[Entries from a collection]
=-=-=
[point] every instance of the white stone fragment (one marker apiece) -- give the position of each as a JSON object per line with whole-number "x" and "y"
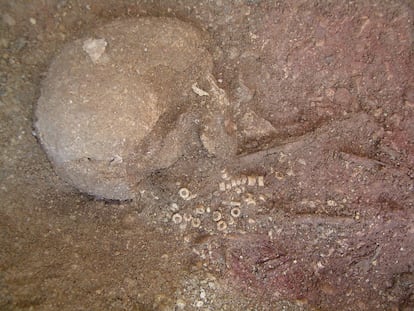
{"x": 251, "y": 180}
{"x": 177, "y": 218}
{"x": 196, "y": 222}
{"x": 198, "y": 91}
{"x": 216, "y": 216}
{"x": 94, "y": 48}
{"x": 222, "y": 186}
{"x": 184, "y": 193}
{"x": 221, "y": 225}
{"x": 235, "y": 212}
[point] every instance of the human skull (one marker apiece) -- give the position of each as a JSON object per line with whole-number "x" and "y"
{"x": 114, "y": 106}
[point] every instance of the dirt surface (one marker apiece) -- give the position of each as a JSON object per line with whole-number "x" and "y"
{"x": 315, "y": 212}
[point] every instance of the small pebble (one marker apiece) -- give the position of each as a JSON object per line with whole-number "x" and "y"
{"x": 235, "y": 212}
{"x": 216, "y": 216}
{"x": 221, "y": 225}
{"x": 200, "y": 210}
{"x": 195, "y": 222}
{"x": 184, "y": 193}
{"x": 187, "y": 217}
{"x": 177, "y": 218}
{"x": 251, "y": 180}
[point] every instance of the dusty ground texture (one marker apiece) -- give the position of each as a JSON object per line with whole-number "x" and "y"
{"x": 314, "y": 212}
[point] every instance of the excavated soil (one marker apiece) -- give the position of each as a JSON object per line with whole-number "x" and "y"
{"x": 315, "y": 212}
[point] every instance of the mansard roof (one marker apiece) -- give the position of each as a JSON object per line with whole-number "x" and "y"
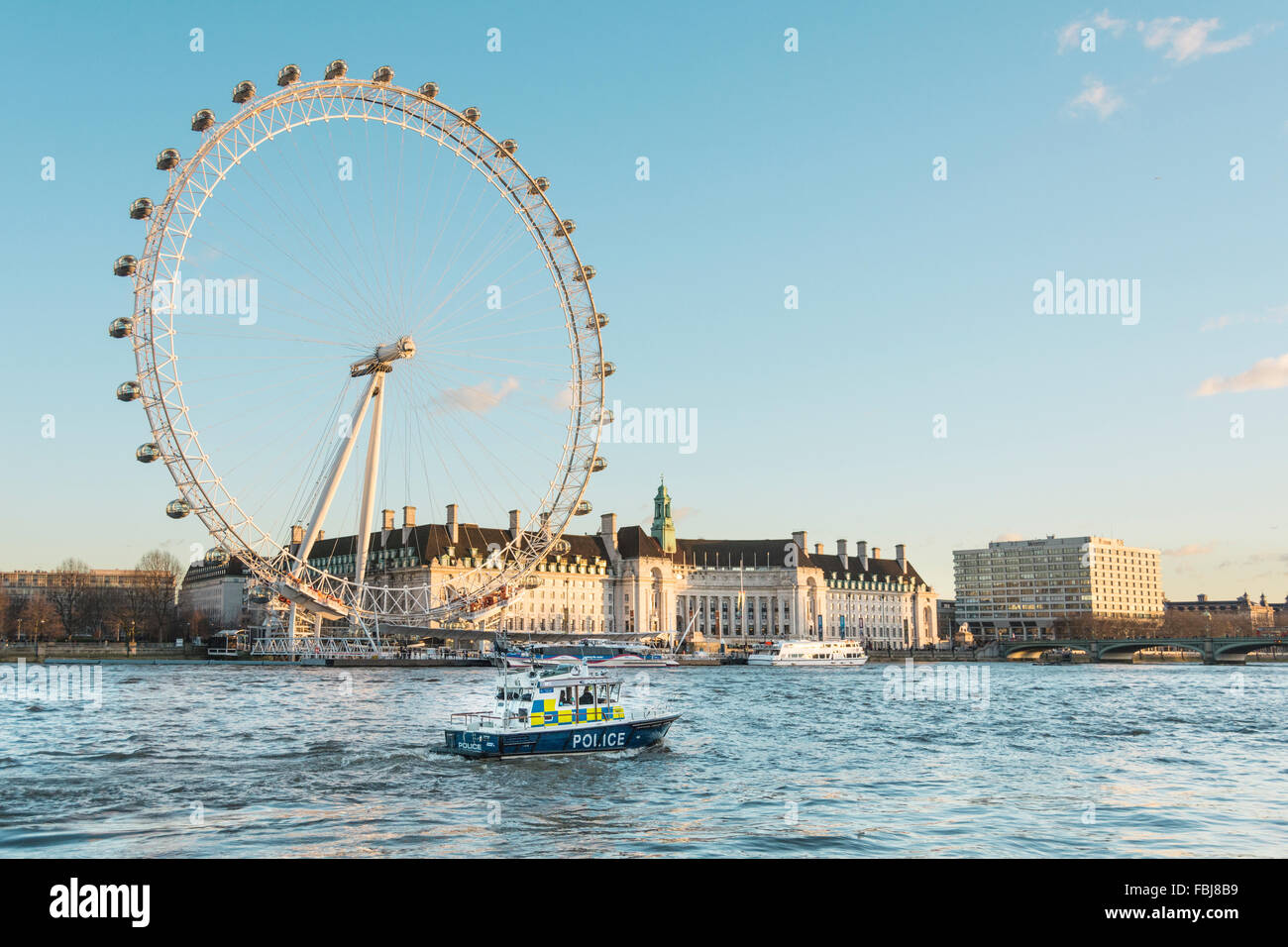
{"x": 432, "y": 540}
=-=-=
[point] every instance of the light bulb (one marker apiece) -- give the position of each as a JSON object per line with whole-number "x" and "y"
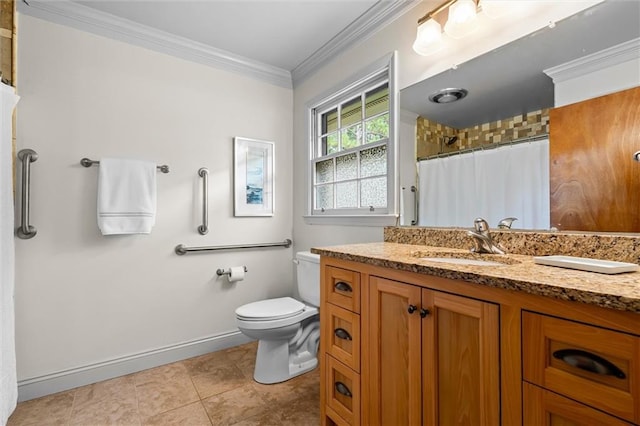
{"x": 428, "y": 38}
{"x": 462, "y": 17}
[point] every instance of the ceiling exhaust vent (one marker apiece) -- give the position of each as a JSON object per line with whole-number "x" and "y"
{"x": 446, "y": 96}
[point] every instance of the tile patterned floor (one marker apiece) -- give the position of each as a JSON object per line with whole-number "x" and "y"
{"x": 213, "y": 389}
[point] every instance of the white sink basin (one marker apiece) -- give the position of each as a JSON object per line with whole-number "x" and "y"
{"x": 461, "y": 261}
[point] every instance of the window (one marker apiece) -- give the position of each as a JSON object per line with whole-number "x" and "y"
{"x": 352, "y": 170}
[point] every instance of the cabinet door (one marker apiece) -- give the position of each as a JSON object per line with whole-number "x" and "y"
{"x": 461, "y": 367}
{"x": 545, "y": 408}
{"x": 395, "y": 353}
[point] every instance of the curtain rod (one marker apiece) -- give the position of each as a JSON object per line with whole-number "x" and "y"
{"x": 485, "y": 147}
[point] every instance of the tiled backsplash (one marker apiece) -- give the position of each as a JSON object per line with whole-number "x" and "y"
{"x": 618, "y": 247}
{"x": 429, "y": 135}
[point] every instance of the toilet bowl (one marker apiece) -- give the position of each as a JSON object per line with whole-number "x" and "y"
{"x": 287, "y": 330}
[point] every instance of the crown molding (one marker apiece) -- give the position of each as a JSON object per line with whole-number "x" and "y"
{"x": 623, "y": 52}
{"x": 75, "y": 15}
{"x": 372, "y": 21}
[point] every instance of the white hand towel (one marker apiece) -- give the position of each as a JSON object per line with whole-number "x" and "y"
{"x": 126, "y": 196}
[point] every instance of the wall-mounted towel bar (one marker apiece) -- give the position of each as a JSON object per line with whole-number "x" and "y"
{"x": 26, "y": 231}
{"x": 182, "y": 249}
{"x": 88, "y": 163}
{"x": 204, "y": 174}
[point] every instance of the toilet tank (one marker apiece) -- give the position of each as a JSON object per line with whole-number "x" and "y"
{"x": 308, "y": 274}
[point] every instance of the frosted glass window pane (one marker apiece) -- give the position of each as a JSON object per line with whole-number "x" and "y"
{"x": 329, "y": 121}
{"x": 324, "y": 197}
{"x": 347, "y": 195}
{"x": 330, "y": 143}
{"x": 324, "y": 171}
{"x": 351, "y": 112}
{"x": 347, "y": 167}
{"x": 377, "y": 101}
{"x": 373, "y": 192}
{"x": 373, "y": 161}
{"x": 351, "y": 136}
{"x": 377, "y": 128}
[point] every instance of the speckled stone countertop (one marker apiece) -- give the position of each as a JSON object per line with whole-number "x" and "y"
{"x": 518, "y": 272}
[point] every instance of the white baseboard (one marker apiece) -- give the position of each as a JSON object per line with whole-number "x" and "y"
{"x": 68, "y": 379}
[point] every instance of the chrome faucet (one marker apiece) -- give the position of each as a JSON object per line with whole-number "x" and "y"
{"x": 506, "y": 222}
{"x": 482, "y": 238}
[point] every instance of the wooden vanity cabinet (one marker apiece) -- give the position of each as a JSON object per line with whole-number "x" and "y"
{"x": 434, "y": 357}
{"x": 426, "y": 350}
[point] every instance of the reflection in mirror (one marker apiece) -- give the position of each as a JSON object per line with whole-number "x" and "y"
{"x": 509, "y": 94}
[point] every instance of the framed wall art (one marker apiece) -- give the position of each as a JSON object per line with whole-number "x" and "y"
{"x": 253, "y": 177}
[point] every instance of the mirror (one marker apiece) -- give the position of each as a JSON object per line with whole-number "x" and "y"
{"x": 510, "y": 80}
=-=-=
Report every line of the records that contains the string "toilet", copying each one in full.

Solution to this problem
[point] every instance of the toilet bowl (one marker apiece) -- give the position of each as a JSON object per line with whole-number "x" and "y"
[point] every instance of the toilet tank (one marker apiece) -- give the position of each as a JSON object per line with whole-number "x" and "y"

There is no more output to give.